How to Find Tangency Condition for Parabola Problems
We all have seen and solved an equation of a parabola and understand the basic concept of a parabola in the conic section. A tangent to parabola is only possible when the condition of tangency is satisfied. Different type of parabola has a different condition of tangency. To find the condition of tangency of a general parabola with a vertex other than the origin, one needs to solve the equation of tangent and parabola and try to eliminate the variable, and use the discriminant rule \[{b}^{2}=4ac\].
In this article, we will understand the concept of a tangent to a parabola. Condition of tangency to a parabola. Solve some questions regarding the tangency condition of different parabola forms.
Different Types of Parabolas and Their Graphical Representation
There are several types of parabolas. The first type of parabola is when the origin of the parabola is at the origin $(0,0)$, and the other type will be the general parabola, where the centre of the parabola is anywhere.

###

▶ _Tasks for this exercise_
**A)** In the parabola tangency text, edit the passage from "In this article, we" up to and including "parabola is anywhere." so that "article" becomes "page".
**B)** Answer these questions from the parabola tangency text:
(i) When is a tangent to a parabola possible?
(ii) Which rule is used to find the condition of tangency of a general parabola?
(iii) Where is the origin of the first type of parabola located?
The listing after this point has no connection to the parabola tangency text.

###

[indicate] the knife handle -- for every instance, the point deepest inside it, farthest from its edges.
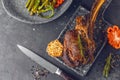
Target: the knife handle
(65, 76)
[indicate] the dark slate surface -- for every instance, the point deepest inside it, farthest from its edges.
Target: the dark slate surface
(14, 65)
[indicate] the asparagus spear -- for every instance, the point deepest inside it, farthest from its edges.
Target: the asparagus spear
(107, 66)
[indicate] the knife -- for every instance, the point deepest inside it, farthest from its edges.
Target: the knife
(44, 63)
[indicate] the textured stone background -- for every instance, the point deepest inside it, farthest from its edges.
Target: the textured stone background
(14, 65)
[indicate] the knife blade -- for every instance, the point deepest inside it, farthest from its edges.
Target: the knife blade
(44, 63)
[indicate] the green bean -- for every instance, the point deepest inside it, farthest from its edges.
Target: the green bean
(34, 9)
(27, 3)
(31, 5)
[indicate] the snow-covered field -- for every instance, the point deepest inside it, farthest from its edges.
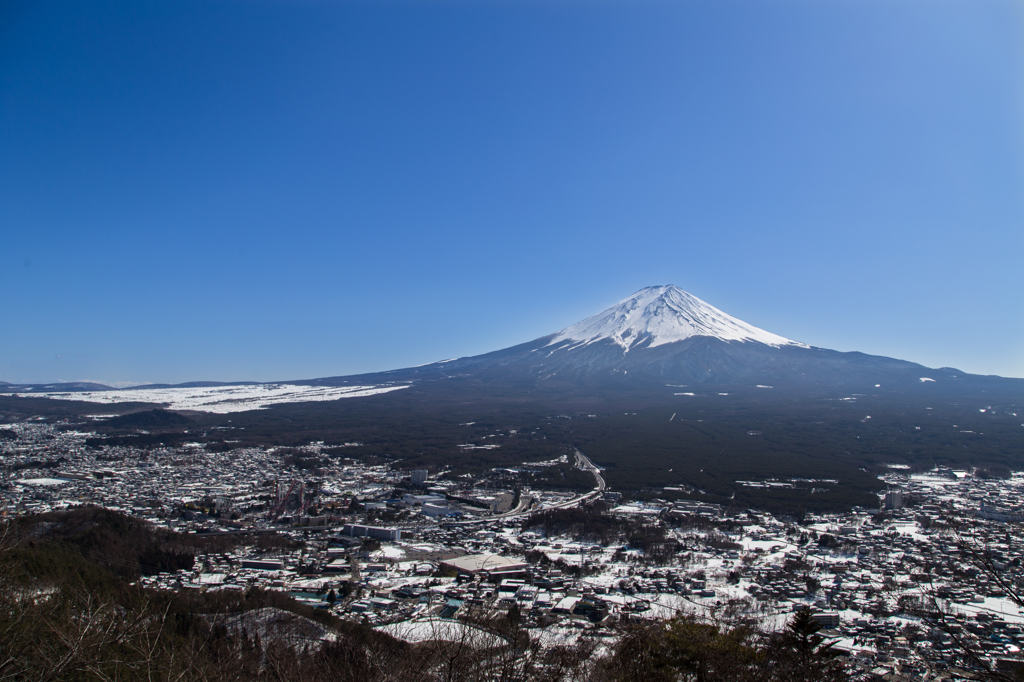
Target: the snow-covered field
(222, 399)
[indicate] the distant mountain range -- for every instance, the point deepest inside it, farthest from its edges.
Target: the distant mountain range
(658, 335)
(663, 335)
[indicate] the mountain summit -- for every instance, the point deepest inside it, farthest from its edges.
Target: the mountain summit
(657, 315)
(664, 336)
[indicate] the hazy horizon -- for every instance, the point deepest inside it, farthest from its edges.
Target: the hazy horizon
(239, 192)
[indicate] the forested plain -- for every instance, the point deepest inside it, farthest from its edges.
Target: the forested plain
(784, 450)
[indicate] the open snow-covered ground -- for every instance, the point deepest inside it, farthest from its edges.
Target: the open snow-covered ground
(222, 399)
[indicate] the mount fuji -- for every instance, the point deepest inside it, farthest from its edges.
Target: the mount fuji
(664, 335)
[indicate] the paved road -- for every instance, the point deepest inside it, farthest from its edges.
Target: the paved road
(582, 462)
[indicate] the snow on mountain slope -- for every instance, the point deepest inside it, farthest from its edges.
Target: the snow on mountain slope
(656, 315)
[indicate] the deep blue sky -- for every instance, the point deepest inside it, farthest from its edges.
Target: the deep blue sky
(237, 190)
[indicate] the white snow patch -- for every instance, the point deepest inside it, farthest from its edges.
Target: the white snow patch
(657, 315)
(223, 399)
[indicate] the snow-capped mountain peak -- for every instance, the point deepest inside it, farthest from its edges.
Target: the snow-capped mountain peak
(664, 314)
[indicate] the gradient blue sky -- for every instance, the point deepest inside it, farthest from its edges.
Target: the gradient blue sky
(266, 190)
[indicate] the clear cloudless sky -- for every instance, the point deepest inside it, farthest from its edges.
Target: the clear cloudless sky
(243, 189)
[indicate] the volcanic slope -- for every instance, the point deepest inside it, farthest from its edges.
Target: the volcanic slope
(665, 335)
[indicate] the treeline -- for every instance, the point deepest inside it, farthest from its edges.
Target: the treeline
(70, 610)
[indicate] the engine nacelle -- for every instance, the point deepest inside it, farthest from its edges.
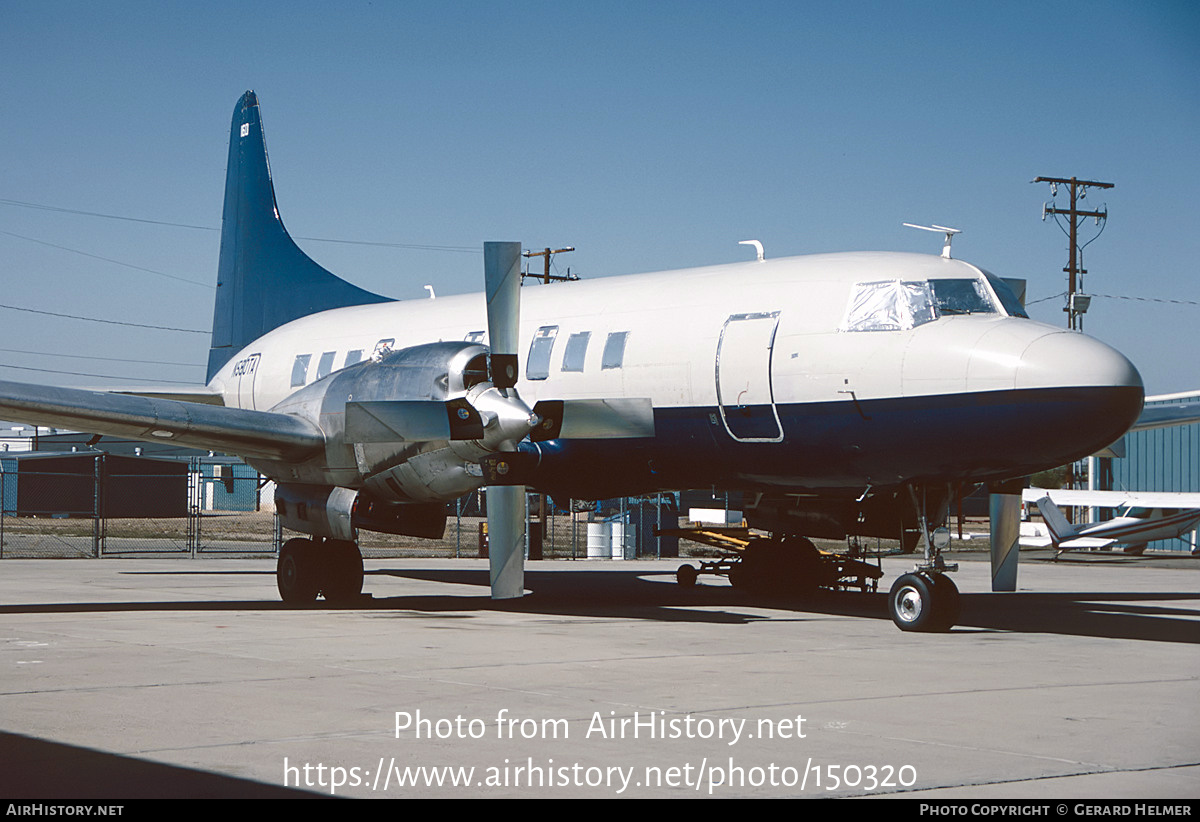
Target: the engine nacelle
(339, 513)
(408, 427)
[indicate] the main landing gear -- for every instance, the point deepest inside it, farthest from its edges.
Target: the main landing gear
(327, 567)
(924, 601)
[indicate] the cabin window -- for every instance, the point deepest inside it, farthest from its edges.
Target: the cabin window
(325, 364)
(576, 351)
(891, 305)
(538, 365)
(300, 370)
(615, 351)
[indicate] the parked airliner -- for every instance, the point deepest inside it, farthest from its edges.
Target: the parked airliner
(846, 394)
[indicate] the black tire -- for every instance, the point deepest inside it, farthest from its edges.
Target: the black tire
(915, 606)
(947, 604)
(341, 571)
(295, 574)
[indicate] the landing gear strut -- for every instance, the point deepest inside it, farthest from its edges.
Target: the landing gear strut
(307, 568)
(925, 599)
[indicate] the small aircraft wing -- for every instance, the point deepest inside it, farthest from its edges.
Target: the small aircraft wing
(1114, 498)
(231, 430)
(1162, 417)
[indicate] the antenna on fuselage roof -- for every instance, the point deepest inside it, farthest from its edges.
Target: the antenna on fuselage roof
(755, 244)
(949, 235)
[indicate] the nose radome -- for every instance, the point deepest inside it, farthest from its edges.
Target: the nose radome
(1068, 359)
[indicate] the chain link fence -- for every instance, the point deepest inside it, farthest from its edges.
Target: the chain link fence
(96, 504)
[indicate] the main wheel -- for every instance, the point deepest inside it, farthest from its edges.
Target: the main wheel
(295, 575)
(947, 604)
(917, 604)
(342, 571)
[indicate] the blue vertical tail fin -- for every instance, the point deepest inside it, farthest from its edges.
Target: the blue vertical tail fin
(264, 280)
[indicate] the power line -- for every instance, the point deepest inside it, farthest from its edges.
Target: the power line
(1146, 299)
(108, 259)
(84, 373)
(96, 319)
(107, 359)
(417, 246)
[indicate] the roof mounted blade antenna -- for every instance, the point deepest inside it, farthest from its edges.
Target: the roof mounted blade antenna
(755, 244)
(949, 235)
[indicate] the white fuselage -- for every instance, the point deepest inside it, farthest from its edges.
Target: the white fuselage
(791, 345)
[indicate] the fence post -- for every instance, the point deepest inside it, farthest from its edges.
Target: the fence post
(97, 507)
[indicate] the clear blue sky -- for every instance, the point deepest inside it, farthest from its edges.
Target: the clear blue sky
(647, 135)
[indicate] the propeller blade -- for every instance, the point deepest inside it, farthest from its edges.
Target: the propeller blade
(505, 540)
(502, 281)
(1005, 509)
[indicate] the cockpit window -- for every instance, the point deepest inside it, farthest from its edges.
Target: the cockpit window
(961, 297)
(895, 305)
(1013, 306)
(891, 305)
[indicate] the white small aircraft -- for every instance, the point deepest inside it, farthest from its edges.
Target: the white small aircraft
(1145, 517)
(845, 394)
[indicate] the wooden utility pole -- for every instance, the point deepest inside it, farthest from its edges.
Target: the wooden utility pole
(1075, 307)
(547, 276)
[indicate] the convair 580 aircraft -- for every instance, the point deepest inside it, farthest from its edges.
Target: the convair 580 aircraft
(847, 394)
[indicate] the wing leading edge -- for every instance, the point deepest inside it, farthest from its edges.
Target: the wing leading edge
(231, 430)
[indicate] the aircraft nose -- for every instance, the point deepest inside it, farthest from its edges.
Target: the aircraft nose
(1071, 359)
(1096, 393)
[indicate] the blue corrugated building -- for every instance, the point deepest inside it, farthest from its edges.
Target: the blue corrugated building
(1161, 460)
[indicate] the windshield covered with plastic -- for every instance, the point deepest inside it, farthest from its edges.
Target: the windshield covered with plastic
(897, 305)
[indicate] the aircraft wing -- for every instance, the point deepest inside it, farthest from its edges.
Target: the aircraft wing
(231, 430)
(1114, 498)
(1162, 417)
(202, 394)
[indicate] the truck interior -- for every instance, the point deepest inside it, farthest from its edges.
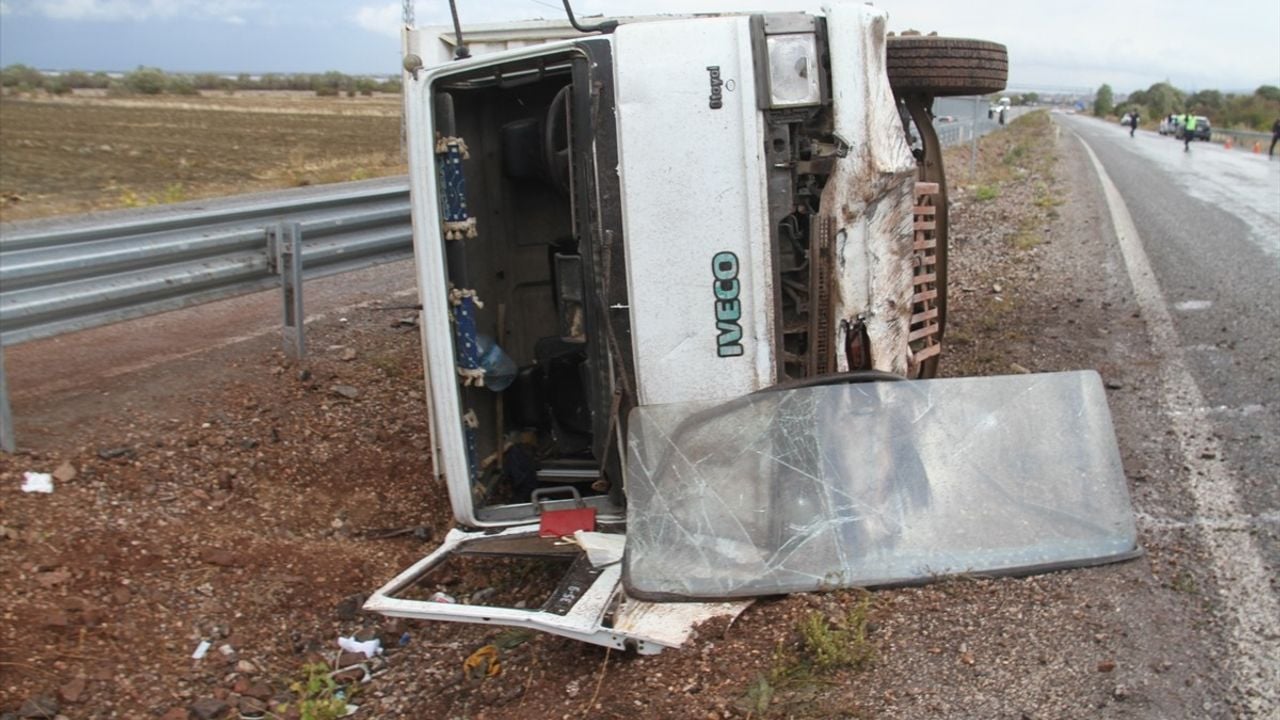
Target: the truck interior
(515, 162)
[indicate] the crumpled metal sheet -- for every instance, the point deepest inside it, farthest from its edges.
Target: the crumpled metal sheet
(872, 484)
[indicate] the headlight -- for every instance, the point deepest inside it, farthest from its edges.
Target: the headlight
(792, 78)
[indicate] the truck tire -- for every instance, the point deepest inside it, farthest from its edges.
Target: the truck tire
(946, 65)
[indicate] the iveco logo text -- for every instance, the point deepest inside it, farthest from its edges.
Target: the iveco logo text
(717, 99)
(728, 310)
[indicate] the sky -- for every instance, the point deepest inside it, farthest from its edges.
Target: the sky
(1232, 45)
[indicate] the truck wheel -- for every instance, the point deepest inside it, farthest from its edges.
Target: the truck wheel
(946, 65)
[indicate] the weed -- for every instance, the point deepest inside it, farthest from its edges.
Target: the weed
(841, 645)
(318, 695)
(824, 648)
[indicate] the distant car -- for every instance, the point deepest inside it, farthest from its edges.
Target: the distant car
(1202, 130)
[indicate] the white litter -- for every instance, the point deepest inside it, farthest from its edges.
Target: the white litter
(37, 482)
(602, 548)
(201, 650)
(368, 647)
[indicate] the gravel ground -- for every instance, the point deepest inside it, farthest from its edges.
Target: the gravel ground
(236, 497)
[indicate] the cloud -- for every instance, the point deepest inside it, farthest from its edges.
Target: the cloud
(383, 19)
(133, 10)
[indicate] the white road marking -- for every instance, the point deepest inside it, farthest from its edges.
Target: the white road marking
(1249, 605)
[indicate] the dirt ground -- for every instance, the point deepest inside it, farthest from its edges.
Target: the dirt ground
(234, 497)
(83, 153)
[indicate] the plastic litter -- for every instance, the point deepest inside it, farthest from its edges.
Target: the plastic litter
(368, 647)
(37, 482)
(602, 548)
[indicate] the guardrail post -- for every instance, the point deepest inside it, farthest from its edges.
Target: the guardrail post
(973, 130)
(8, 442)
(289, 264)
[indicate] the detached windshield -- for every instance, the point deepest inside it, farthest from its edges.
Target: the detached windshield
(874, 483)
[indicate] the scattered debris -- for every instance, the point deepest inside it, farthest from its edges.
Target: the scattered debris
(344, 391)
(368, 647)
(113, 452)
(65, 472)
(481, 664)
(37, 482)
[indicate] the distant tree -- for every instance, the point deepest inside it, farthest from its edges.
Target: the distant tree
(1104, 103)
(1206, 101)
(1269, 92)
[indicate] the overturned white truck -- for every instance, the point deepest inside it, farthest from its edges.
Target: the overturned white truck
(684, 287)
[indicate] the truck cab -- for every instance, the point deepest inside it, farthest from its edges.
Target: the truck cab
(679, 210)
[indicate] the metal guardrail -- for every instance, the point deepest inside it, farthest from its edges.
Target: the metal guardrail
(71, 276)
(1242, 139)
(76, 277)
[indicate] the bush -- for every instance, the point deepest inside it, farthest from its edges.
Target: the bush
(146, 81)
(181, 85)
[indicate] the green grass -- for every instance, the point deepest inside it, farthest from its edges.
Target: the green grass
(986, 192)
(822, 648)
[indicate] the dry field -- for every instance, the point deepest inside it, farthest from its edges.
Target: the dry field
(94, 153)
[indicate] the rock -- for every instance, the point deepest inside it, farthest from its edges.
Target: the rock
(346, 391)
(39, 706)
(209, 709)
(53, 578)
(261, 691)
(215, 556)
(252, 707)
(72, 691)
(348, 607)
(65, 472)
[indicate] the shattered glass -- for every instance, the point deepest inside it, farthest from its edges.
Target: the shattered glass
(873, 484)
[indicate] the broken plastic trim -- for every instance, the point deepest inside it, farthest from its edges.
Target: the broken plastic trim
(597, 614)
(873, 484)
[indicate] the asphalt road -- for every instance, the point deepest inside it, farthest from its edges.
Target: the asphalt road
(1200, 232)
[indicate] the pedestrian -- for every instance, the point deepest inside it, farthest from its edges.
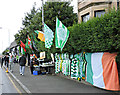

###

▶ _Results by task_
**A)**
In this page, we will understand the concept of a tangent to a parabola. Condition of tangency to a parabola. Solve some questions regarding the tangency condition of different parabola forms.
Different Types of Parabolas and Their Graphical Representation
There are several types of parabolas. The first type of parabola is when the origin of the parabola is at the origin $(0,0)$, and the other type will be the general parabola, where the centre of the parabola is anywhere.

**B)**
(i) Only when the condition of tangency is satisfied.
(ii) The discriminant rule, \[{b}^{2}=4ac\].
(iii) At the origin $(0,0)$.